**Named region outline records**
>>>>>
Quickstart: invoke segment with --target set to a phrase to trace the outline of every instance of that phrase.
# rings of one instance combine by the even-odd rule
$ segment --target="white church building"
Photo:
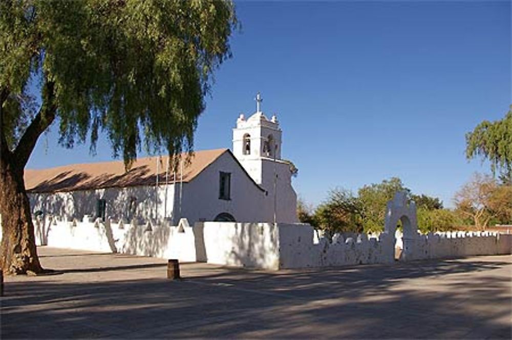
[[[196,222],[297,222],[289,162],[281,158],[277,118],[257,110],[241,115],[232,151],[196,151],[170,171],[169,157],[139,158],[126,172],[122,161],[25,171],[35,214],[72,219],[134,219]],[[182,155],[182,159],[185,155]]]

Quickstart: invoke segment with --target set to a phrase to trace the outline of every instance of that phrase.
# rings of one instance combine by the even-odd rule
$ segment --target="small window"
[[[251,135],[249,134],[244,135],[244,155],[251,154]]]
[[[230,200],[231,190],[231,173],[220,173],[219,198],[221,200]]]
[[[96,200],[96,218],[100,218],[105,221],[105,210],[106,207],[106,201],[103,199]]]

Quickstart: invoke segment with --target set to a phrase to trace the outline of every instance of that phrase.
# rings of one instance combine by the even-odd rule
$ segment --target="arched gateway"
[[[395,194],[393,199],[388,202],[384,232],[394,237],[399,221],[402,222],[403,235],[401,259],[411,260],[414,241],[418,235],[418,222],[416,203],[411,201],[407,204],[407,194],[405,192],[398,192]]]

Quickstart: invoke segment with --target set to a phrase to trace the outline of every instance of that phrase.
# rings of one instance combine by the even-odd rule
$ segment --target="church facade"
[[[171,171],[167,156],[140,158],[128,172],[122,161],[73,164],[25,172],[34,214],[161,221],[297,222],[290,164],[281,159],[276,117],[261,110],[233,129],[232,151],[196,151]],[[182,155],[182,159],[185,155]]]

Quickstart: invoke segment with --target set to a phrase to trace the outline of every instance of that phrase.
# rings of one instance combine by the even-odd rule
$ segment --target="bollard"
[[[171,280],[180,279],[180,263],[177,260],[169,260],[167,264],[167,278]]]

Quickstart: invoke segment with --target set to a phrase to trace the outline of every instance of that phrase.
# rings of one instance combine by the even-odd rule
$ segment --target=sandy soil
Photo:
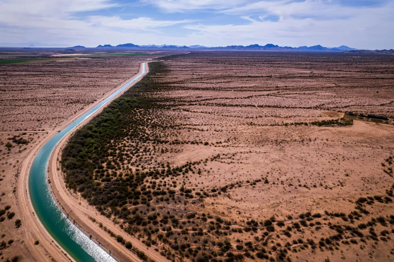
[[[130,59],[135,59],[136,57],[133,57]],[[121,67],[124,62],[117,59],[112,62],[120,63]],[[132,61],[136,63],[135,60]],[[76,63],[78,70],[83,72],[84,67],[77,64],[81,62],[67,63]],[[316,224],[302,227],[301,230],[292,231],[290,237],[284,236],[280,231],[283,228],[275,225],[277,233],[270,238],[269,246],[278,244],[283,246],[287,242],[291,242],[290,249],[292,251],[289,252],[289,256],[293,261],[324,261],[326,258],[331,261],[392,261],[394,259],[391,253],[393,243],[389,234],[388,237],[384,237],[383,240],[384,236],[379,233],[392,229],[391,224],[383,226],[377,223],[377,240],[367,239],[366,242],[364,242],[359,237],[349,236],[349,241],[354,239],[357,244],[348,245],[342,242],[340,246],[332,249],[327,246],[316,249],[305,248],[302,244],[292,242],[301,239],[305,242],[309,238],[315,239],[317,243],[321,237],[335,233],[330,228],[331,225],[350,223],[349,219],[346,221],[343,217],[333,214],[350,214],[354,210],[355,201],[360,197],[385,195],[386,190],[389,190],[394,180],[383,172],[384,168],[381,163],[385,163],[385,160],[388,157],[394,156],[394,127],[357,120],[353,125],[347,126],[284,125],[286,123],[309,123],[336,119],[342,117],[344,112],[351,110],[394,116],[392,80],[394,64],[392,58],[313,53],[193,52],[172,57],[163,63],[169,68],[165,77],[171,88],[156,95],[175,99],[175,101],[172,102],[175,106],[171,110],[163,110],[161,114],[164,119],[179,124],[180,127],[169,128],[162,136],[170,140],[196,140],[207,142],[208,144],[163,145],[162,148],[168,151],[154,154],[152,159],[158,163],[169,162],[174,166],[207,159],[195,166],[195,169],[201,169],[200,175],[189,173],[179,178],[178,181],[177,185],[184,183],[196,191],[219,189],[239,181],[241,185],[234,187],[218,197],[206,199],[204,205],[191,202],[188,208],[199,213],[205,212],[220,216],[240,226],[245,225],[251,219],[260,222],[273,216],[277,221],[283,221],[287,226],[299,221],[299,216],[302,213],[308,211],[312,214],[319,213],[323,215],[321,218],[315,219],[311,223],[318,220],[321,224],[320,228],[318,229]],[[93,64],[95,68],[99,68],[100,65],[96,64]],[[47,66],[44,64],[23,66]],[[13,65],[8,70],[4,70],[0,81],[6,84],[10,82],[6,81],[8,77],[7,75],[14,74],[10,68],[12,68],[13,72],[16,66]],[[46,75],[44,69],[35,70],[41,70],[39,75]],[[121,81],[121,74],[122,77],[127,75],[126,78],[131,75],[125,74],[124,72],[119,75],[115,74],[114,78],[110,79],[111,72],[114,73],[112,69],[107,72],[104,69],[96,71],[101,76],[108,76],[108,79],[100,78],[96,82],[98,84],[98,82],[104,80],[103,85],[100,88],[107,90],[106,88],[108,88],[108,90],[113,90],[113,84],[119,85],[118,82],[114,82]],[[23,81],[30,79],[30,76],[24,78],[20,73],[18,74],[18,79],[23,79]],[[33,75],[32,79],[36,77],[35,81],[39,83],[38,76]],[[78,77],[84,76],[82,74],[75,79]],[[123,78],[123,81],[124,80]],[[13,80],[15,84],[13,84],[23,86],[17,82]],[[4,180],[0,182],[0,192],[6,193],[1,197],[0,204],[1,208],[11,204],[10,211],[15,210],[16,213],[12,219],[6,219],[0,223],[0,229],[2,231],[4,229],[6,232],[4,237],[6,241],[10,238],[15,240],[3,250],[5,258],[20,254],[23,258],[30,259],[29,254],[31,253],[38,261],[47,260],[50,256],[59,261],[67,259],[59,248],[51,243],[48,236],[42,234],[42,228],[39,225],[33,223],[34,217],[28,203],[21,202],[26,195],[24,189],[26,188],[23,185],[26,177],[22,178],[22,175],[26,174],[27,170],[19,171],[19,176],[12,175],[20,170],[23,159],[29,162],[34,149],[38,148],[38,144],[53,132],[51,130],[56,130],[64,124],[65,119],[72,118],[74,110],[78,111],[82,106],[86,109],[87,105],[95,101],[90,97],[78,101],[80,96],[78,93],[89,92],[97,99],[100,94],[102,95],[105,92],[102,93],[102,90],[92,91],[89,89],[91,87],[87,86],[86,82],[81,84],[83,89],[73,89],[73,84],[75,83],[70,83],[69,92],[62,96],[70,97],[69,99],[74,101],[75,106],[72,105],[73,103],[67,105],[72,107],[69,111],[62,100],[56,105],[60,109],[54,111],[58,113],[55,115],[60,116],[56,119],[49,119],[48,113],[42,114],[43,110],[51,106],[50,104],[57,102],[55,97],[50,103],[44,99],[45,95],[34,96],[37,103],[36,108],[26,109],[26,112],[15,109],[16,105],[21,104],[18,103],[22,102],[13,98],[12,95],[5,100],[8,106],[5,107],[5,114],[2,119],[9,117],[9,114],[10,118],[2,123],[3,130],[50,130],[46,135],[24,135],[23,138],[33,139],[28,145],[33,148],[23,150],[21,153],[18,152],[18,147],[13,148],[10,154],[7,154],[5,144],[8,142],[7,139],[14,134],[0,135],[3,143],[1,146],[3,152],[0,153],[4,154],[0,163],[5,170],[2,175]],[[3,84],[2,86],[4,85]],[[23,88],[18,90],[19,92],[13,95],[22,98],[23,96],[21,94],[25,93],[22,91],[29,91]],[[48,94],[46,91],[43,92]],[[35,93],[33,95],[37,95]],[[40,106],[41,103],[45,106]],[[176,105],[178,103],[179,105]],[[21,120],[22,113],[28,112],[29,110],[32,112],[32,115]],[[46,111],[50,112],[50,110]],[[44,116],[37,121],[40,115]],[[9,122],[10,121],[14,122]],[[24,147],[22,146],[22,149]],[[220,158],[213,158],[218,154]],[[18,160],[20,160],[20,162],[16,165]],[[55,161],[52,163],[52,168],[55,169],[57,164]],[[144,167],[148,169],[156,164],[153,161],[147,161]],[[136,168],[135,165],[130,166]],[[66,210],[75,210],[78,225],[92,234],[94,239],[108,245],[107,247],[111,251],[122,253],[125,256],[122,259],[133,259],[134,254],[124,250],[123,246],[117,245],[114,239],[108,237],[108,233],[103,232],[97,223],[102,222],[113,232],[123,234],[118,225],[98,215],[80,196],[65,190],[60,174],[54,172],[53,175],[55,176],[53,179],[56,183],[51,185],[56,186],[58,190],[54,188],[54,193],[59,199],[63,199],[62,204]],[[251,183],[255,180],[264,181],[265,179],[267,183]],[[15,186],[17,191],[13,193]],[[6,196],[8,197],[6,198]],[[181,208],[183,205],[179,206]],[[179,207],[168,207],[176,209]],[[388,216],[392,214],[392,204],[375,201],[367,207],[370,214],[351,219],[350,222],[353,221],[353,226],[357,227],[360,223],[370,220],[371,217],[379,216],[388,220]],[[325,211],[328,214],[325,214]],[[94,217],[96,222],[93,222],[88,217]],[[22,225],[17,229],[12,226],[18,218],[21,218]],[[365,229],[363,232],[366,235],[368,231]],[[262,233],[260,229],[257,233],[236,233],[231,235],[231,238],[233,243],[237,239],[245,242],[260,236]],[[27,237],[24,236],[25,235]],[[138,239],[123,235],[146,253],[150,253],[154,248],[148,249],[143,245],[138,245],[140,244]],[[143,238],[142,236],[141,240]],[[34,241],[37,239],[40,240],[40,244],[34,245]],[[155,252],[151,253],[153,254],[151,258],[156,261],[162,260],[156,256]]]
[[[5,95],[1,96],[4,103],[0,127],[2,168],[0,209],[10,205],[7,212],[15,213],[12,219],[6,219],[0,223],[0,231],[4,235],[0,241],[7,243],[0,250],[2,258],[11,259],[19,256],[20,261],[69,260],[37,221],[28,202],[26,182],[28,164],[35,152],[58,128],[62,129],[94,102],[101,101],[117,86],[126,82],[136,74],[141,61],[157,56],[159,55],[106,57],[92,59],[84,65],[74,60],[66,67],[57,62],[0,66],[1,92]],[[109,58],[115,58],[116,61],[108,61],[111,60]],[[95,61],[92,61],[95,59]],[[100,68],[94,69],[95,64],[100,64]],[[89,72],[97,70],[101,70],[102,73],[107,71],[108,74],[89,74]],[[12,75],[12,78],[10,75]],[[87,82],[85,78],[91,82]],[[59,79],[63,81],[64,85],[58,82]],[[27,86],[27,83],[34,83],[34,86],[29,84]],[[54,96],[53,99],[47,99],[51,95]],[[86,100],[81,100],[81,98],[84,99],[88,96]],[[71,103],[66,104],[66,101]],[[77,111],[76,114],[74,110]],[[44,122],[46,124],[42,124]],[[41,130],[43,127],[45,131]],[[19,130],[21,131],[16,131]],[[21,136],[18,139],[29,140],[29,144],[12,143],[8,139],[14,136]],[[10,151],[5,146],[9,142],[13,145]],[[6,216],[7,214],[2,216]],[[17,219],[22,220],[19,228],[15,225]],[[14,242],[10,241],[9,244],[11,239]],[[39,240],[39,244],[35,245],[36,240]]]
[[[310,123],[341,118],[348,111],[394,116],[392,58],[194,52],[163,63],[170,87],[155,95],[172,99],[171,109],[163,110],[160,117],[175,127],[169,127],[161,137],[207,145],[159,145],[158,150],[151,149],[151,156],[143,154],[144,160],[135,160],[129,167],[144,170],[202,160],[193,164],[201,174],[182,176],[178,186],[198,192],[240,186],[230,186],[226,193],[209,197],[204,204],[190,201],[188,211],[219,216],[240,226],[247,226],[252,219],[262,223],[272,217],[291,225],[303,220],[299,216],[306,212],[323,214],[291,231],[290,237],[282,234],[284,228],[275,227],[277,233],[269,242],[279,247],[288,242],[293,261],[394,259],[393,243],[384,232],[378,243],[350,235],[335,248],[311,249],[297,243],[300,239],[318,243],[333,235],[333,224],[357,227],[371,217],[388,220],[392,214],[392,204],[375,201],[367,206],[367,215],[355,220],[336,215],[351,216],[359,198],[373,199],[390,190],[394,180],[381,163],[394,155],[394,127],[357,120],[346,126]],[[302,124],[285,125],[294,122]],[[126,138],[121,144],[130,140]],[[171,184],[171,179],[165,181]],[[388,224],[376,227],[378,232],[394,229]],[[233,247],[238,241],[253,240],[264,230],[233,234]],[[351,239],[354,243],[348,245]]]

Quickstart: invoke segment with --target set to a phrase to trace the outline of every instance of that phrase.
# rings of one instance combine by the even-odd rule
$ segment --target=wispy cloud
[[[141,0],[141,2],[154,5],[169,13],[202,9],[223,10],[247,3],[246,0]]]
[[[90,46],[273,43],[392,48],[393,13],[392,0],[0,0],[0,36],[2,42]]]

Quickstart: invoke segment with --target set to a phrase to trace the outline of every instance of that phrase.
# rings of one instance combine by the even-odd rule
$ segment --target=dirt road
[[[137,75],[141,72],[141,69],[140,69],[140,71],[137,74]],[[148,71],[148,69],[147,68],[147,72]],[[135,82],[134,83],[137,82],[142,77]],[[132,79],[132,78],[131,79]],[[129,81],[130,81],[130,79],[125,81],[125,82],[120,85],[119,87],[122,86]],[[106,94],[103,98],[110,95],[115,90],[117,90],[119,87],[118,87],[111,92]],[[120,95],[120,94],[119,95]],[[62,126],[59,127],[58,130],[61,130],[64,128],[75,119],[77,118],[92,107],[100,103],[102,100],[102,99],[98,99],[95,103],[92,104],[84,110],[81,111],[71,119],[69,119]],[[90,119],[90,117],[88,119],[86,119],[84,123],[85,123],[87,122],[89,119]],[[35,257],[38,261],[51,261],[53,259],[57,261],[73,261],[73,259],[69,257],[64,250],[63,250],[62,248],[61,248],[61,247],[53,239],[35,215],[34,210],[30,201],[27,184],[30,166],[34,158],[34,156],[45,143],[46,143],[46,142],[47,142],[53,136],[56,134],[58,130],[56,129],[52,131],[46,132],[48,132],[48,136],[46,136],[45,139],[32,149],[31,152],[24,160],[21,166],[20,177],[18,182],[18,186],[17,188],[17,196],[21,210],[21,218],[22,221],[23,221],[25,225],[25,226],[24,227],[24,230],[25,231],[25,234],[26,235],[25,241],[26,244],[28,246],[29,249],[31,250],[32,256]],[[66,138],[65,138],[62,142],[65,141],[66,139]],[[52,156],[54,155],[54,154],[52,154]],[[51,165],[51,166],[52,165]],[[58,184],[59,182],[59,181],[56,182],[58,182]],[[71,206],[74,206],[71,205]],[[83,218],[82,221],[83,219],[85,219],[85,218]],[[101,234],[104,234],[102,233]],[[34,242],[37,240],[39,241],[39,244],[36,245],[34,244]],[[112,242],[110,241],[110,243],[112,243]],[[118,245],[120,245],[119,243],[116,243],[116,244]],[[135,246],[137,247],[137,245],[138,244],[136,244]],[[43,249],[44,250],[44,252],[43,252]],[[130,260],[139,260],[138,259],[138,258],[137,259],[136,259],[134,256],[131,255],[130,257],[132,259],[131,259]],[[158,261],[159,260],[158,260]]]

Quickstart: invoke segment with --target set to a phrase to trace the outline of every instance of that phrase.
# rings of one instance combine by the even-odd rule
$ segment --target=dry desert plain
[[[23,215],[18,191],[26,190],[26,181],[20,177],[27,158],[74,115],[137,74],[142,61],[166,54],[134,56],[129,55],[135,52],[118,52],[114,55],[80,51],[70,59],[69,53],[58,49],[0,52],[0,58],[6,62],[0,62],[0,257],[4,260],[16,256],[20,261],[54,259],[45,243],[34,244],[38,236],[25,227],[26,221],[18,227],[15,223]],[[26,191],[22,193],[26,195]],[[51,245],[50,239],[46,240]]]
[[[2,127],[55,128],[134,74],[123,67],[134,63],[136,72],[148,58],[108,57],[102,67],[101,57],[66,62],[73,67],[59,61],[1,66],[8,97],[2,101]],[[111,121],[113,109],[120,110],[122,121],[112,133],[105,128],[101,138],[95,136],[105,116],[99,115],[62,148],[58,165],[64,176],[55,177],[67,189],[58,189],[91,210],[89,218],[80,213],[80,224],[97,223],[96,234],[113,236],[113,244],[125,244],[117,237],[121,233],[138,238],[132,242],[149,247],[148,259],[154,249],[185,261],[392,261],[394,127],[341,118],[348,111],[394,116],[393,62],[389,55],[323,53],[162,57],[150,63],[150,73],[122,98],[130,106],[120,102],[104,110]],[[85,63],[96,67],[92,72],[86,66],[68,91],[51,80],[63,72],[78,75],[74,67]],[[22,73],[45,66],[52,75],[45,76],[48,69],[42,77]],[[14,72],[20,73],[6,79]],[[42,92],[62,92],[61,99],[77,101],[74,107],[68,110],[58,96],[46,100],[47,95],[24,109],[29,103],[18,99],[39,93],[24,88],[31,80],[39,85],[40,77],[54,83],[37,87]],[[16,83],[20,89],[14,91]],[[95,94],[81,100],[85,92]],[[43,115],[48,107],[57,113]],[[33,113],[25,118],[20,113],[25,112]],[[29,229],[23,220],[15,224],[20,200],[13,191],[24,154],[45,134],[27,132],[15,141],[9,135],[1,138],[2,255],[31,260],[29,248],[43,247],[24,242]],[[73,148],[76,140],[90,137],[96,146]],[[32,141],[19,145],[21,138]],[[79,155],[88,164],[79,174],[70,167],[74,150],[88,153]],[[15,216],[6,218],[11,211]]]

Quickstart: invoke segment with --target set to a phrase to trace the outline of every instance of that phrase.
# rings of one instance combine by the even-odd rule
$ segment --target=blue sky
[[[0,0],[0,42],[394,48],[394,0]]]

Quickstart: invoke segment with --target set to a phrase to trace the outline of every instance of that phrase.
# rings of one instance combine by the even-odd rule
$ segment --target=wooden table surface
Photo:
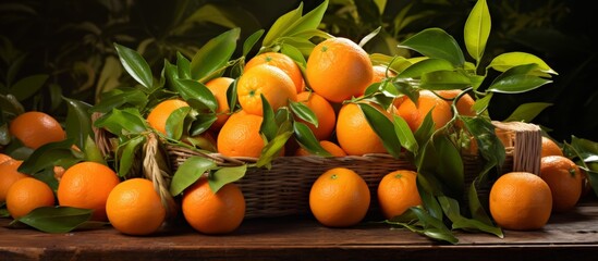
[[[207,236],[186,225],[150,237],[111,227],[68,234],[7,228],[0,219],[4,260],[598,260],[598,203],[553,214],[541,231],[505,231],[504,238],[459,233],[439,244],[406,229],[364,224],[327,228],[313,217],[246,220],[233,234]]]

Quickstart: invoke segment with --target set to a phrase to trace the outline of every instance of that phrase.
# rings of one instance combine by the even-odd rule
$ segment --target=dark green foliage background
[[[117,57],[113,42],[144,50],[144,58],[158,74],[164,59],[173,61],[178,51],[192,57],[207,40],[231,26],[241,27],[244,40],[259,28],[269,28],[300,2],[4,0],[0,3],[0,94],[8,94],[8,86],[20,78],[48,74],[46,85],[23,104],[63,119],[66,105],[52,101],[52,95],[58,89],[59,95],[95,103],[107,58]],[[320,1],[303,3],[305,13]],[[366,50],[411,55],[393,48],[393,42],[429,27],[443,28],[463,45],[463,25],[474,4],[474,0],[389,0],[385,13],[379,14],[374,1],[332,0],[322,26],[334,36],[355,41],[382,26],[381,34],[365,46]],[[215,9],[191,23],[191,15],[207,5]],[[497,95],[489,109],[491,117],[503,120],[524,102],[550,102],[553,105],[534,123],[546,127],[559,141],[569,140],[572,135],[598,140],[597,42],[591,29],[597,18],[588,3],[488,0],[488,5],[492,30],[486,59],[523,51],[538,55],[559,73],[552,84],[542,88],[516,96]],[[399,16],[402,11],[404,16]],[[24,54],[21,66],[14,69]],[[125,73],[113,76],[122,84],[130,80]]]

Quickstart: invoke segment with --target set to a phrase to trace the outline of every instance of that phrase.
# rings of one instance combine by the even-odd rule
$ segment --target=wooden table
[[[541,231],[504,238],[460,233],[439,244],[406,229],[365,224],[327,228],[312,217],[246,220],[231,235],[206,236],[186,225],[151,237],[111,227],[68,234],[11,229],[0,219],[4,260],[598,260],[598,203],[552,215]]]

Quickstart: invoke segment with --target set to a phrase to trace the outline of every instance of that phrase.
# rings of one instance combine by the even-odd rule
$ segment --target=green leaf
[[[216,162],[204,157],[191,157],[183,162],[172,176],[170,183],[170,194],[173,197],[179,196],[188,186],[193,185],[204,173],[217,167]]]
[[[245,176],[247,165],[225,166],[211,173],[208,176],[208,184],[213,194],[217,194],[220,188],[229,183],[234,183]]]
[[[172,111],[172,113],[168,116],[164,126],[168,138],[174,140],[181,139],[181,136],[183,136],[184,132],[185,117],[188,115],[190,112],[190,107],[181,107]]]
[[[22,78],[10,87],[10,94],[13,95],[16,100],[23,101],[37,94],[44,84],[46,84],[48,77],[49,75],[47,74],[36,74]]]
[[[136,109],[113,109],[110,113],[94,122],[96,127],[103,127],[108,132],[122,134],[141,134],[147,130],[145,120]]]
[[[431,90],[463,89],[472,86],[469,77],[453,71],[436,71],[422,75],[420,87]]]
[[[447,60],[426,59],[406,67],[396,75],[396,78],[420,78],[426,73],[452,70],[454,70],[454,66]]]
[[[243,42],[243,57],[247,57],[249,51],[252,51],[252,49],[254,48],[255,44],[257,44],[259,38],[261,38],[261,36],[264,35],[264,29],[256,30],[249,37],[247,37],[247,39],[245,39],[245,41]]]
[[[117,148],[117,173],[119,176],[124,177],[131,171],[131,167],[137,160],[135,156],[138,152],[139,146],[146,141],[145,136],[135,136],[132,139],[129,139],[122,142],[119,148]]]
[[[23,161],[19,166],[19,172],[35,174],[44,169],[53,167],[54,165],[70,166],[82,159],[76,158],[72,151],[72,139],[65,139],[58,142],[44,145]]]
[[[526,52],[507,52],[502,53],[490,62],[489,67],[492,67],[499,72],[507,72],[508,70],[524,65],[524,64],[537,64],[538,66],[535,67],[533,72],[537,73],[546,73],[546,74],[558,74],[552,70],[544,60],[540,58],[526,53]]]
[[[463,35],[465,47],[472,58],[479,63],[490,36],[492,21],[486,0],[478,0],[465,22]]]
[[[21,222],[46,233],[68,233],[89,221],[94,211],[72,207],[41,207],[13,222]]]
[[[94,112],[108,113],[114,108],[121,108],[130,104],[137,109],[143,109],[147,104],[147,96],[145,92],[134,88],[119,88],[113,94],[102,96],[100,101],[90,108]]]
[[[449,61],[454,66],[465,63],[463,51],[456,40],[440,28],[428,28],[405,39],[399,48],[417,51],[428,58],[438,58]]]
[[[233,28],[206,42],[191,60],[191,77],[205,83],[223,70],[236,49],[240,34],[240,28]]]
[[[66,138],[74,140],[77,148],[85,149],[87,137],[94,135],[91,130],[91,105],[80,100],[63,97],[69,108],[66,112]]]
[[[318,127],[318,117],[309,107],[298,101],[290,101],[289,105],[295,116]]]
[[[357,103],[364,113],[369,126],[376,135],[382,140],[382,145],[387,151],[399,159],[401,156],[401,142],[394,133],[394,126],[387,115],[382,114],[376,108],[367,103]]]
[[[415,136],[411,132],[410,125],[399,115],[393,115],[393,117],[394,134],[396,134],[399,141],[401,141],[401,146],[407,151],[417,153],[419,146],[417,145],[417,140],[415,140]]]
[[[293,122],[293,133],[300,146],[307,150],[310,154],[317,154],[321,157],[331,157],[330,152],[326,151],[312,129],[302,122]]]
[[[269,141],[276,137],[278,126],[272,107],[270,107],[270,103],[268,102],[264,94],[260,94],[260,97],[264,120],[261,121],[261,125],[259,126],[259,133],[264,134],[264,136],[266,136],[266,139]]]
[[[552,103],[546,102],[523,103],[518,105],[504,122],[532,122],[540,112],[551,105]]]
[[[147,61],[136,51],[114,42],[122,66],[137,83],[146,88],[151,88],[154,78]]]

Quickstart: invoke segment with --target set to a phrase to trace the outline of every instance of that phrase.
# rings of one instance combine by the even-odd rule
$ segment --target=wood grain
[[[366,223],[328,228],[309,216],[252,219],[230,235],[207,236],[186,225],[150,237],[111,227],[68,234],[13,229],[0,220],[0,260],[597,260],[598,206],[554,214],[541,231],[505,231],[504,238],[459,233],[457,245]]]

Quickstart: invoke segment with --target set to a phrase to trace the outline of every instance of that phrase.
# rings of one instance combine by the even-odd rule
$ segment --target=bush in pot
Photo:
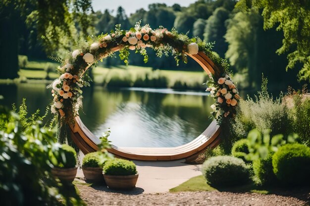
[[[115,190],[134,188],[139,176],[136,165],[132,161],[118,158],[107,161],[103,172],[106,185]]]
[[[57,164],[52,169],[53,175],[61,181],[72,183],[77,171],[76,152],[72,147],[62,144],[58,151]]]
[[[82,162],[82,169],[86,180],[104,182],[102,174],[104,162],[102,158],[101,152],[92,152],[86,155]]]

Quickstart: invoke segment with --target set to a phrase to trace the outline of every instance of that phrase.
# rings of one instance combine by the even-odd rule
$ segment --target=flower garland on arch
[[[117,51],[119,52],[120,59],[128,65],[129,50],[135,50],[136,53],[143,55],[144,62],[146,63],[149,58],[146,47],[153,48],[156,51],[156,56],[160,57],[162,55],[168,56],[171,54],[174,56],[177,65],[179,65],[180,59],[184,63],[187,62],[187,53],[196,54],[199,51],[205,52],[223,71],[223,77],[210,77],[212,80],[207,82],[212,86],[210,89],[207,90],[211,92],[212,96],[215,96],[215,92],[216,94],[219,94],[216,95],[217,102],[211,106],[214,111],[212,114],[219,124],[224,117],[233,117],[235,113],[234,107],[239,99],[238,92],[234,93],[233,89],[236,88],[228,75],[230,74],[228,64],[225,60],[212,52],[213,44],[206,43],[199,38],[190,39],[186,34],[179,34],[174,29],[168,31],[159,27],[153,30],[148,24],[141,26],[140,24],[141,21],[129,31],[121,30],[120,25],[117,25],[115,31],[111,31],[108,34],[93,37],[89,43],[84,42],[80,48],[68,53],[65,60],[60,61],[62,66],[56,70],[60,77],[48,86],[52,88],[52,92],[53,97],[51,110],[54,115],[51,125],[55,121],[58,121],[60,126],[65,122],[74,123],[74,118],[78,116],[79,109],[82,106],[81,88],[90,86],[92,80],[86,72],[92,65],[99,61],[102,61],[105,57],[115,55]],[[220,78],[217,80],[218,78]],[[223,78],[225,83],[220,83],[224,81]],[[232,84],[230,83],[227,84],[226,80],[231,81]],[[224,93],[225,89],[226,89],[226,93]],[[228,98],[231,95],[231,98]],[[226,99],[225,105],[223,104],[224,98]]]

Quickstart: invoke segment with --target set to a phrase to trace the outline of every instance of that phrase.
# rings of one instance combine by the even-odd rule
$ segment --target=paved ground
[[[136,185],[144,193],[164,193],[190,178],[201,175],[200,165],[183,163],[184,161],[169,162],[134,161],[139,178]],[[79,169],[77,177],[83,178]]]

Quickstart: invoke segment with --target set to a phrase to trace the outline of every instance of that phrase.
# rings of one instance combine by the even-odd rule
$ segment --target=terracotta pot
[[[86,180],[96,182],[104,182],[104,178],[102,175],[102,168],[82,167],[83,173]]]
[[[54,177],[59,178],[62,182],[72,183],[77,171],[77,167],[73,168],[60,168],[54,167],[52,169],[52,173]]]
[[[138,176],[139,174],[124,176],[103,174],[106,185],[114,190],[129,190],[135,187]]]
<<<<<
Find each line of the records that contains the string "table", and copy those lines. Matching is case-sensitive.

$ segment --target=wooden table surface
$ segment --target=wooden table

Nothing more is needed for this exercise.